Copy the stretch of the records from their start through the line containing "[(21, 23), (27, 20), (37, 11), (18, 30)]", requests included, and shift every coordinate in the answers by adding 102 to it. Leave the coordinates in the requests and in their sample lines unchanged.

------------

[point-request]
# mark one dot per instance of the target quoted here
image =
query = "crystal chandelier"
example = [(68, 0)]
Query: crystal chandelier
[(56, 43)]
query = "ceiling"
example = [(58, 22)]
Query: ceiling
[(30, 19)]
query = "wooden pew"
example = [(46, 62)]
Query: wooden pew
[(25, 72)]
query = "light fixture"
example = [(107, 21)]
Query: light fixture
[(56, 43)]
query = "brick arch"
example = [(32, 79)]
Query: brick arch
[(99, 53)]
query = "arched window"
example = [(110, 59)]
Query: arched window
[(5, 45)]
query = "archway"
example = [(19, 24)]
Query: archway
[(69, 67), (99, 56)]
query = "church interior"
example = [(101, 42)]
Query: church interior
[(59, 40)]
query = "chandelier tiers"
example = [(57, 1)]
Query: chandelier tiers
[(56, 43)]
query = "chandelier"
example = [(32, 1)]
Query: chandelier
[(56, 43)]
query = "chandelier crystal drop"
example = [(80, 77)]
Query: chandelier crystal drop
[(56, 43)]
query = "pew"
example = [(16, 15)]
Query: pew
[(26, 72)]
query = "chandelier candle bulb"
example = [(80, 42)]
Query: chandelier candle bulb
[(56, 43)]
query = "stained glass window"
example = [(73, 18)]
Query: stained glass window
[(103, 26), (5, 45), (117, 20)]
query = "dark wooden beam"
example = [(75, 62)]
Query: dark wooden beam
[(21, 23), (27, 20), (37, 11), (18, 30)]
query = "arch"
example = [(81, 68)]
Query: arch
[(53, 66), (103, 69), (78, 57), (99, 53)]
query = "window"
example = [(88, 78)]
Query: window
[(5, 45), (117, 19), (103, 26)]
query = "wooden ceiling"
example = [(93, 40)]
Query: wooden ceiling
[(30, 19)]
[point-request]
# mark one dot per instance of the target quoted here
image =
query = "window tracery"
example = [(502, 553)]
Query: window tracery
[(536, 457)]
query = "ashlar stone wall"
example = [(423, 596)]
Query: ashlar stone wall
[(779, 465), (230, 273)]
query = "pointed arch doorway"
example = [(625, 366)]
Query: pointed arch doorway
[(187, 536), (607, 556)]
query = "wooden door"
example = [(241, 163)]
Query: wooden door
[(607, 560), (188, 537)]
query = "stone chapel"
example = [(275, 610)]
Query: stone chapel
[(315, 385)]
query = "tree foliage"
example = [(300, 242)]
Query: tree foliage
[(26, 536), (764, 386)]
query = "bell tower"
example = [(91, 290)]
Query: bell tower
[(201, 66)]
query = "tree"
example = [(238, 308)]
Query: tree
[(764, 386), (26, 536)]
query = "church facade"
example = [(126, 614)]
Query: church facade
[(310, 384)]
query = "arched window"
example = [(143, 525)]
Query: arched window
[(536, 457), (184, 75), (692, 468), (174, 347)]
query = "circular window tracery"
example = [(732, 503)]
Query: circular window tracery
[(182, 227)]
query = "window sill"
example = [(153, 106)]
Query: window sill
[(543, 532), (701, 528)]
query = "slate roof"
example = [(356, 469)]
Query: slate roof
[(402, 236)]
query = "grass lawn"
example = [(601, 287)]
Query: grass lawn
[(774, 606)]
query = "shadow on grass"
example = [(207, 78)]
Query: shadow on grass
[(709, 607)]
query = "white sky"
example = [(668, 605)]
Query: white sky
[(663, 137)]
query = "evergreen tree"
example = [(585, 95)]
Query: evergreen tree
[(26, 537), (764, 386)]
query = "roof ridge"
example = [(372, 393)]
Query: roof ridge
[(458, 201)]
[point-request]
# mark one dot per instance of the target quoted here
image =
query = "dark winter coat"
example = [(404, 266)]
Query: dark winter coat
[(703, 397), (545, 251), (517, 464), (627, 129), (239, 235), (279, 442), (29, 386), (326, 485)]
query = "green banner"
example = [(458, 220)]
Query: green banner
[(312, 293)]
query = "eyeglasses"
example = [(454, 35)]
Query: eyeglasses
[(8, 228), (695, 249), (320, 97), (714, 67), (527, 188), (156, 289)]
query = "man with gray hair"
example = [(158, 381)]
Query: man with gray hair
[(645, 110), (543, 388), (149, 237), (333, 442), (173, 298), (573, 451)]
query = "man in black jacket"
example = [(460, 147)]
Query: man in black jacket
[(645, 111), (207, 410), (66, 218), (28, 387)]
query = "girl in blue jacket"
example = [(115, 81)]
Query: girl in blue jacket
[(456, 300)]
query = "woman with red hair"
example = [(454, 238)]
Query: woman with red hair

------------

● **OUTPUT FOR THIS EXERCISE**
[point-request]
# mark one dot per instance of the target quoted here
image =
query = "crystal chandelier"
example = [(68, 0)]
Query: crystal chandelier
[(158, 145)]
query = "ceiling"
example = [(58, 22)]
Query: ceiling
[(132, 121)]
query = "wooden pew"
example = [(46, 62)]
Query: wooden pew
[(127, 174)]
query = "light fixture"
example = [(107, 21)]
Query: light fixture
[(158, 145)]
query = "brick arch"
example = [(32, 79)]
Query: brick arch
[(201, 155)]
query = "arched window"
example = [(110, 59)]
Query: arched window
[(107, 147)]
query = "archway"
example = [(19, 24)]
Query: archway
[(171, 169), (201, 158)]
query = "church interior"
example = [(101, 42)]
Query: church interior
[(161, 142)]
query = "chandelier tiers"
example = [(57, 1)]
Query: chandelier tiers
[(158, 145)]
query = "chandelier"
example = [(32, 1)]
Query: chandelier
[(158, 145)]
query = "chandelier crystal drop"
example = [(80, 77)]
Query: chandelier crystal drop
[(158, 145)]
query = "pew"
example = [(16, 15)]
Query: pew
[(128, 174)]
query = "chandelier candle bulb"
example = [(80, 42)]
Query: chandelier candle bulb
[(158, 145)]
query = "stained glass window"
example = [(73, 18)]
Query: stained glass window
[(205, 128), (107, 147), (219, 122)]
query = "dark wooden beam"
example = [(75, 62)]
Query: dark wooden beam
[(123, 125), (129, 122), (139, 113), (120, 132)]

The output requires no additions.